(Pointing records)
-------
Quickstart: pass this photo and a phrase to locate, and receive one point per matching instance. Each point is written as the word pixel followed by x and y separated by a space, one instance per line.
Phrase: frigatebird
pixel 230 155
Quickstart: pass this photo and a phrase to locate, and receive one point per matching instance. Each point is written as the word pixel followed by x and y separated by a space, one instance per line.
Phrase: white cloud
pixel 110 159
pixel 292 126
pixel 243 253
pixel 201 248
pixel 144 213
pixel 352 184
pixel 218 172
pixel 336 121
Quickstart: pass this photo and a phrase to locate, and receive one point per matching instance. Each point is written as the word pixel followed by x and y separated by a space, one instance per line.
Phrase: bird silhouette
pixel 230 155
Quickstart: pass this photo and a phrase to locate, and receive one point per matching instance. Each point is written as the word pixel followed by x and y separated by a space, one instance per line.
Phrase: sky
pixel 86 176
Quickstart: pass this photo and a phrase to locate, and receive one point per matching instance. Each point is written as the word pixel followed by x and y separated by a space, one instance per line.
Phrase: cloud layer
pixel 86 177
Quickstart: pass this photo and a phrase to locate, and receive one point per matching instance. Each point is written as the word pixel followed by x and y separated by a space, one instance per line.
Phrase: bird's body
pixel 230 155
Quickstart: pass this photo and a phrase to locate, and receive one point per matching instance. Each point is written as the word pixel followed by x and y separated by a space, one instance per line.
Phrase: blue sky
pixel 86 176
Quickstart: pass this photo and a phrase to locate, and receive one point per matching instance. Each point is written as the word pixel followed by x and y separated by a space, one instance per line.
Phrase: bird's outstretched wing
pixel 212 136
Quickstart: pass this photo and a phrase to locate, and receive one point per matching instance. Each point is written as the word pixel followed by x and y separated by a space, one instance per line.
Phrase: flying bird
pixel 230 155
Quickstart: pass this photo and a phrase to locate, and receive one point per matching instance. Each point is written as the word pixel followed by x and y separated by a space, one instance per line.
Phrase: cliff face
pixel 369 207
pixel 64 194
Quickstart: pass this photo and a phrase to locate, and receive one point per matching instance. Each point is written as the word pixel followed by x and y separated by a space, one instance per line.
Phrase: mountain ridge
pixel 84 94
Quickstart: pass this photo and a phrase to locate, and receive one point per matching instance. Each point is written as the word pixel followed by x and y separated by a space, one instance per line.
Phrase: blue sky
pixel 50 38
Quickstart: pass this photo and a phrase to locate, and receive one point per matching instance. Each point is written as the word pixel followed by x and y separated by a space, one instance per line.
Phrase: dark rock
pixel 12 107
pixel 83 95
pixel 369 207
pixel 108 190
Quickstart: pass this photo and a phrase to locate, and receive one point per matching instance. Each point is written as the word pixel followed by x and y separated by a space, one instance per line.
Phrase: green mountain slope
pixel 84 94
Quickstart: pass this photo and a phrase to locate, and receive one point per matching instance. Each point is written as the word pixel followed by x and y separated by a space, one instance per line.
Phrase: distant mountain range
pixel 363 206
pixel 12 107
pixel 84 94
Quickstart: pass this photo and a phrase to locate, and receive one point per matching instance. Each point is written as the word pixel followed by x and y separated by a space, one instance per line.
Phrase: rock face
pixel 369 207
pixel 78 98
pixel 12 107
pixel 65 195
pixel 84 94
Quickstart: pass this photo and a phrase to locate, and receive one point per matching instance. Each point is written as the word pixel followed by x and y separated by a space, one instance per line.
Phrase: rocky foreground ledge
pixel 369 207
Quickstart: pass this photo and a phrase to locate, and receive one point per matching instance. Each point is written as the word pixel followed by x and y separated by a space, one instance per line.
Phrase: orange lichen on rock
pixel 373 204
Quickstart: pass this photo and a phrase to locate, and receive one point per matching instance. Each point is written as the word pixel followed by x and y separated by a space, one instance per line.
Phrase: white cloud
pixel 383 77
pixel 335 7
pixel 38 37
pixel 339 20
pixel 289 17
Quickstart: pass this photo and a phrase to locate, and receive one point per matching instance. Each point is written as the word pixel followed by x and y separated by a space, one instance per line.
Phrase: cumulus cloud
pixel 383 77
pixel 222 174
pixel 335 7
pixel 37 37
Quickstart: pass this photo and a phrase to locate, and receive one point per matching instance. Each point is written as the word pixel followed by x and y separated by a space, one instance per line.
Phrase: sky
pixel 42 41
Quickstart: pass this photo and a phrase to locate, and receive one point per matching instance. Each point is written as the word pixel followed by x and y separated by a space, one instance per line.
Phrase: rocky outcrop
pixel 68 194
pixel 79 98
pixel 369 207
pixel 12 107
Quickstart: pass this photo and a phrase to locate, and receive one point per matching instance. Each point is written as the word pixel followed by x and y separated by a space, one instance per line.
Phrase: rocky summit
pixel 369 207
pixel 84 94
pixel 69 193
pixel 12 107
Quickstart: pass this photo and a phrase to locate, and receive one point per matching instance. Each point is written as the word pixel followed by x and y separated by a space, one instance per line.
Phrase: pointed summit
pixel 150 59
-------
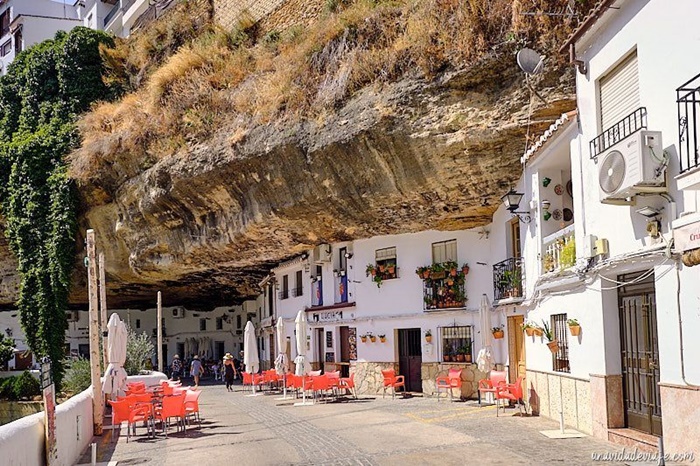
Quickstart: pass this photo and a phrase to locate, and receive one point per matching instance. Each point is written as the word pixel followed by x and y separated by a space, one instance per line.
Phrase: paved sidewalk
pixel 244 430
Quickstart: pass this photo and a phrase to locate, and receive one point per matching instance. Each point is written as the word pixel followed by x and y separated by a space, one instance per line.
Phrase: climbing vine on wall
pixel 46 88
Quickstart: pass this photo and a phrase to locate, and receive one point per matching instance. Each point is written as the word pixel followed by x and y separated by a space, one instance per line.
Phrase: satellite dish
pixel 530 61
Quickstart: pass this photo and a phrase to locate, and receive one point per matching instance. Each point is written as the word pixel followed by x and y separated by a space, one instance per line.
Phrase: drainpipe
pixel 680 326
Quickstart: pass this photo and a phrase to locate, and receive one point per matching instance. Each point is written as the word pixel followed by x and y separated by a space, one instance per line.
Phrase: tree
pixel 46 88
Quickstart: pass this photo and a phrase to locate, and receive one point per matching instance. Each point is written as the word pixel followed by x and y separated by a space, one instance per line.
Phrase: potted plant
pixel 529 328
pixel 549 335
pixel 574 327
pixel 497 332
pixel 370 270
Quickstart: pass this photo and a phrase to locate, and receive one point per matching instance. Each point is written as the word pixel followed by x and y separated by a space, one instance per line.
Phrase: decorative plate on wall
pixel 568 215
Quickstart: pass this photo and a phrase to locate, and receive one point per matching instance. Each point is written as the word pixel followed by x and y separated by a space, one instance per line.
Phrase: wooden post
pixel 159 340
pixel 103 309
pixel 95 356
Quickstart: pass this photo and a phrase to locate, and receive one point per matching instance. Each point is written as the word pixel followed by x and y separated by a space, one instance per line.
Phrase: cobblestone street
-------
GIVEN REQUEST
Collect every line of the rows above that contains the word "rocky", and copy each one in full.

FINISHED EXERCISE
Phrase: rocky foreground ledge
Phrase: rocky outcrop
Phrase: rocky summit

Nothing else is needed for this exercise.